課題 1 =>
魏志倭人伝と九州の古代国家についての本文を読み、次の問いに答えなさい。
(a) 一支國の王都と特定されている遺跡は何か。
(b) 奴國の戸数は何と記されているか。
(c) 末廬國の王墓とされる遺跡は何か。
課題 2 =>
魏志倭人伝に記された九州のクニについての本文を、最後の文の後から書き継ぎなさい。

まずは『魏志倭人伝』から九州の古代国家を紐解く

平塚川添遺跡

女王・卑弥呼(ひみこ)の治める邪馬台国への旅程が記された有名な『魏志倭人伝』は、正確には中国の歴史書『三国志』中の「魏書」第30巻烏丸鮮卑東夷伝(うがんせんびとういでん)倭人条の略称で、3世紀の倭国の姿を描いた貴重な歴史書です(当時、倭国の歴史は、倭国側では文字で記録されていません)。

それぞれのクニと戸数が記されていて、對馬國千余戸、一支國(壱岐)三千許家、末廬國(まつらこく)四千余戸、伊都國千余戸、奴國二万余戸、不彌國(ふみこく)千余家、投馬國五萬余戸、女王國七萬余戸となっています。

このうち、對馬國(現・長崎県対馬市)では大陸系の土器が多数出土する三根遺跡が王都と推測され、一支國の王都は、原の辻遺跡(はるのつじいせき/長崎県壱岐市)と特定されています。
海を渡った末廬國は、現在の佐賀県唐津市、王都として注目されるのが千々賀遺跡、王墓は桜馬場遺跡です。
続く伊都國は、現在の糸島地方(福岡県北西部)で、王都は糸島市の三雲・井原遺跡群、曽根遺跡群一帯だと推測されています。

提供資料 =>
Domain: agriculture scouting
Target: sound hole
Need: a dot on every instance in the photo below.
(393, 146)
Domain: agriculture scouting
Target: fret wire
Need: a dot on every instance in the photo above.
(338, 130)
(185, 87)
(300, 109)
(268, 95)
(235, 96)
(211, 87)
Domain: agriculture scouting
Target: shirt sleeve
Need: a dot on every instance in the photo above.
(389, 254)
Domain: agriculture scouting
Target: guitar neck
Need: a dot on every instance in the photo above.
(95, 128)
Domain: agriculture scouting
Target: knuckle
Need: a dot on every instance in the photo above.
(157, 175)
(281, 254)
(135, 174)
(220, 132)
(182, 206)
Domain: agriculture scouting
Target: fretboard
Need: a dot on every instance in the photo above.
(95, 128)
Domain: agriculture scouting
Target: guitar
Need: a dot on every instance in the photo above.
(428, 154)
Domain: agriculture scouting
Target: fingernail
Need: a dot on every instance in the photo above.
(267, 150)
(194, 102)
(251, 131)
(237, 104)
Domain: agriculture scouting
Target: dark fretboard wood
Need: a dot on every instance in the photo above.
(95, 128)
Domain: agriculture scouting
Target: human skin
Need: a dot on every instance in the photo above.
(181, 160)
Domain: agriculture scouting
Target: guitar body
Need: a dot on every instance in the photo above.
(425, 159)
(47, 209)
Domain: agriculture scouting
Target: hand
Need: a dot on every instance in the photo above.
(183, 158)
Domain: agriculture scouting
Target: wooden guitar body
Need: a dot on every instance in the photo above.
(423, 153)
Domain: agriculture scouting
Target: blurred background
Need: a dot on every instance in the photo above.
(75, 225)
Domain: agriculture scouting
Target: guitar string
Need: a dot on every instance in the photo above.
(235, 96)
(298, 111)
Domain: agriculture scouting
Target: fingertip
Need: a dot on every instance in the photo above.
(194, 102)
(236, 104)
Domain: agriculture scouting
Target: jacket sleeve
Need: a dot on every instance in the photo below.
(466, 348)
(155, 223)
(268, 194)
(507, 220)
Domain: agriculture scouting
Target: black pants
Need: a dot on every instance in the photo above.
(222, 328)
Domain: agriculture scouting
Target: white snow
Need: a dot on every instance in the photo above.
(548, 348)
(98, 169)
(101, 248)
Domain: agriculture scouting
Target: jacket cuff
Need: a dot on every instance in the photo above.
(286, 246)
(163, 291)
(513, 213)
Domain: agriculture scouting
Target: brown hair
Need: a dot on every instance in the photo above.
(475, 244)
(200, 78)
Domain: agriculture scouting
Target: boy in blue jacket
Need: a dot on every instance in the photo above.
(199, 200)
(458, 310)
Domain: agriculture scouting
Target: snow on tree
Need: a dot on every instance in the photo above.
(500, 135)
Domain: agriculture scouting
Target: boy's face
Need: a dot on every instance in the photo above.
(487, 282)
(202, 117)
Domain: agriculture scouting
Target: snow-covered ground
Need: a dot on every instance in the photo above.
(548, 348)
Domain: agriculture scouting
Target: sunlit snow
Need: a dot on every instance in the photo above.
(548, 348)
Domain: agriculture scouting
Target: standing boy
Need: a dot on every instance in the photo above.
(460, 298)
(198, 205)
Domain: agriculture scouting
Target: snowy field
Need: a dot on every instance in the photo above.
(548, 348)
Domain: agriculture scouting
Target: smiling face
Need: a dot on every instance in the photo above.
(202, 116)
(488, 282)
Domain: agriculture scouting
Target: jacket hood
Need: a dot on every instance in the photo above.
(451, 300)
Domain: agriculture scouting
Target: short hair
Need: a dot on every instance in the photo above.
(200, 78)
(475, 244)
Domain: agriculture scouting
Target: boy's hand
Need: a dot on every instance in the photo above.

解答 1 =>
(a) 原の辻遺跡(長崎県壱岐市)
(b) 二万余戸
(c) 桜馬場遺跡

解答 2 =>
「漢委奴國王」の金印で知られる奴國(なこく)は、2万戸を有する北九州の大国で、福岡県春日市の須玖岡本遺跡(すぐおかもといせき)が王都の候補地。

不彌國の王都は、糟屋地域説と嘉穂地域説があり(不彌國は「千餘家」という小国)、残念ながらまだ未解明です。
そして『邪馬台国畿内説』の論者が九州最後のクニ、もしくは瀬戸内海の岡山、山陰の出雲と考えるのが邪馬台国に次ぐ大国の投馬國で、不彌国から再び「水行二十日」(瀬戸内航行の半分くらいの行程)という長旅で到達しています。

周囲に濠が巡るのは排水だけでなく、集落防衛のため!

『邪馬台国九州説』の論者は、この水行というのは海ではなく河川交通としていますが、河川内の停泊期間などを合わせると、平塚川添遺跡は、投馬國の王都とも推測できます。

集落を囲んで7重にもわたる濠を巡らせているのは、卑弥呼の統治に至るまでの間、2世紀後半に、倭国の大乱の時期があったからで、戦乱に明け暮れるため、強固な防御態勢が必要だったことがわかります。
しかも最大時期で7重にもなる濠を備えた王都なら、卑弥呼の暮らした都に違いない、九州説の論者はそう考えているのです。

その証として挙げられるのが箱式石棺の出土数。
邪馬台国時代の墓制である箱式石棺の出土数が、平塚川添遺跡のある朝倉市がとくに多いのです。
しかも有名な吉野ヶ里遺跡でさえ40haという規模なのに対し、平塚川添遺跡一帯はなんと450haという広大な規模が推測され、まさに投馬國の王都、あるいは邪馬台国だと推測できるのです。

「この遺跡がもっとも拡大した弥生時代後期後半は中国史書に伝える倭国大乱から耶馬台国の時代に相当」(文化庁)ということなので、クニの王都であることは明らか。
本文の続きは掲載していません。